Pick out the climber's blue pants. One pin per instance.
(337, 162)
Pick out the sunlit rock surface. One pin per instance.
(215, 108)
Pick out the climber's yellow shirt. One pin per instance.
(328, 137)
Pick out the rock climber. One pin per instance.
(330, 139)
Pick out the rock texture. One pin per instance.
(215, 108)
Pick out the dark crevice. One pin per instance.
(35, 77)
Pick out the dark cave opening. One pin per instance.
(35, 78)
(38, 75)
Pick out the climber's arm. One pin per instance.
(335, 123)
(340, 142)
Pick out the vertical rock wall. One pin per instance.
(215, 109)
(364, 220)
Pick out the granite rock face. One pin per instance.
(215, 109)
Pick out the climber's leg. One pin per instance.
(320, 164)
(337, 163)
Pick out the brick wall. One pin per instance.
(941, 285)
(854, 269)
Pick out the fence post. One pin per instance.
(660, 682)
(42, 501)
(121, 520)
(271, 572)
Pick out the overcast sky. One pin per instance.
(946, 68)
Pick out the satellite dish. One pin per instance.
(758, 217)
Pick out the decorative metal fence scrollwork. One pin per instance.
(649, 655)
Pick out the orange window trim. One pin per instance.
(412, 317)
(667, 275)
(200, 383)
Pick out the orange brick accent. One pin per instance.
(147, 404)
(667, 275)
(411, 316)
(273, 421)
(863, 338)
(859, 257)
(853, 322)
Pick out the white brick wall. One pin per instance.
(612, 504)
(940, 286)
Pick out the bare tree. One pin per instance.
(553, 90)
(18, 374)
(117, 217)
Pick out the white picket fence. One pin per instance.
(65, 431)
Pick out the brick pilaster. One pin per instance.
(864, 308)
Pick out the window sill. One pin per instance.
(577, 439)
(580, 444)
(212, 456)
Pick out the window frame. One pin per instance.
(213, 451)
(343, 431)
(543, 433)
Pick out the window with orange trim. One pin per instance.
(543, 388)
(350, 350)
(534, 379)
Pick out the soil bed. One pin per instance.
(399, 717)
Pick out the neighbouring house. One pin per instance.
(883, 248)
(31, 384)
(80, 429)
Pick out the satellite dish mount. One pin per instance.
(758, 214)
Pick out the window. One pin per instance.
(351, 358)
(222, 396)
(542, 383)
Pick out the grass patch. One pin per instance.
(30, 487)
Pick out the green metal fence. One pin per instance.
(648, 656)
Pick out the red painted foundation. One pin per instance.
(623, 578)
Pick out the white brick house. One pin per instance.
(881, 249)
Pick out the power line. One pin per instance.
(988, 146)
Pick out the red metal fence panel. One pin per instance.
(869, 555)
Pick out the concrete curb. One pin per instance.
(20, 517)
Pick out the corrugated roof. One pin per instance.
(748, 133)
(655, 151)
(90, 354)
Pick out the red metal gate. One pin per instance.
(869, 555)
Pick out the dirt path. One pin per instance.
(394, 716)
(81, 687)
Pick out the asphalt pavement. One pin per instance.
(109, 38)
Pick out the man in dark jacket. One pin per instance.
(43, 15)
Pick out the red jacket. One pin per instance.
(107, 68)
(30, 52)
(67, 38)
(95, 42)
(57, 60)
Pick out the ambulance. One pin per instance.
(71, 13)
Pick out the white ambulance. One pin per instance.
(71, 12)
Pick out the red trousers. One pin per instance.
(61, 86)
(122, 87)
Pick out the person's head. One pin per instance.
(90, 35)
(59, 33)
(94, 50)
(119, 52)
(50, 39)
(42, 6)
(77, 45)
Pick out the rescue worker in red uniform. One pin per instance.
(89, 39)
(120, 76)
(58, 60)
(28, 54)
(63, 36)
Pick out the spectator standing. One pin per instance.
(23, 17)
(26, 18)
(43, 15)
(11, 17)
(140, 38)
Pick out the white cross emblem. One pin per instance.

= What you have to do =
The entire listing should be repeated with no line missing and no word altered.

= Response =
Pick out the climber's blue pants. One pin per instance.
(337, 162)
Pick out the sunlit rock surface. One pin per instance.
(215, 108)
Pick out the climber's yellow shirt. One pin per instance.
(328, 137)
Pick out the rock climber. One pin per instance.
(330, 139)
Pick out the rock texture. One pin per instance.
(215, 108)
Pick out the dark crevice. One pin per instance.
(35, 77)
Pick out the dark cave opening. One pin per instance.
(35, 78)
(38, 75)
Pick out the climber's arm. One pin per instance.
(335, 123)
(340, 142)
Pick out the vertical rock wall. One pin per instance.
(215, 109)
(364, 220)
Pick out the granite rock face. One pin per instance.
(215, 109)
Pick out the climber's leg. One pin per instance.
(320, 164)
(337, 163)
Pick out the brick wall. One pin per instance.
(941, 285)
(854, 269)
Pick out the fence post. One pin per instance.
(660, 682)
(42, 501)
(121, 520)
(271, 572)
Pick out the overcast sky. One pin per instance.
(946, 68)
Pick out the satellite dish. One pin per instance.
(758, 217)
Pick out the decorative metal fence scrollwork. One pin per instance.
(649, 655)
Pick out the orange window trim. One pin per instance.
(412, 317)
(667, 275)
(200, 383)
Pick out the orange brick accent. One pin per instance.
(147, 404)
(667, 275)
(411, 316)
(273, 421)
(863, 338)
(859, 257)
(853, 322)
Pick out the white brick wall. One pin per instance.
(612, 504)
(940, 286)
Pick out the bare tree. One pin per instance.
(553, 90)
(18, 374)
(117, 217)
Pick out the white picket fence. One pin per instance.
(65, 431)
Pick out the brick pilaster. One pin per instance.
(864, 308)
Pick out the window sill. One pin per instance.
(577, 439)
(580, 444)
(212, 456)
Pick out the window frame. One pin per instance.
(213, 451)
(343, 431)
(543, 433)
Pick out the window with orange trim. One pin per instance.
(543, 388)
(350, 350)
(534, 379)
Pick out the soil bed. One pin per instance.
(399, 717)
Pick out the neighbouring house. One pin per instance.
(883, 248)
(31, 384)
(80, 429)
Pick out the satellite dish mount. One pin per instance.
(758, 214)
Pick out the window. One pin per instance.
(351, 358)
(222, 396)
(542, 383)
Pick out the grass patch. One pin per instance.
(30, 487)
Pick out the green metal fence. One pin per instance.
(648, 656)
Pick out the red painted foundation. One pin per instance.
(623, 578)
Pick out the white brick house. One pin per instance.
(881, 249)
Pick out the power line. One pin per instance.
(988, 146)
Pick out the red metal fence panel. One pin per instance.
(869, 555)
Pick out the concrete curb. One pin per instance.
(20, 517)
Pick out the corrugated roof. One pin per instance.
(748, 133)
(655, 151)
(90, 354)
Pick out the red metal gate. One pin per instance.
(869, 555)
Pick out the dirt path. One pin per instance.
(394, 716)
(81, 687)
Pick out the asphalt pavement. One pin per instance.
(109, 38)
Pick out the man in dark jacket. One pin per instance.
(43, 15)
Pick out the red jacket. One pin per instance.
(107, 68)
(30, 52)
(67, 38)
(95, 42)
(57, 60)
Pick out the ambulance. One pin per instance.
(71, 13)
Pick out the white ambulance. One pin per instance.
(71, 12)
Pick out the red trousers. One pin per instance.
(61, 86)
(122, 87)
Pick out the person's head. One pin per instance.
(90, 35)
(59, 33)
(94, 50)
(119, 52)
(50, 39)
(42, 6)
(77, 45)
Pick out the rescue worker in red uniform. One pin per instance.
(89, 39)
(120, 76)
(58, 60)
(28, 54)
(63, 36)
Pick out the spectator standing. One pin per instance.
(23, 17)
(26, 18)
(43, 15)
(11, 17)
(140, 38)
Pick out the white cross emblem. One pin per instance.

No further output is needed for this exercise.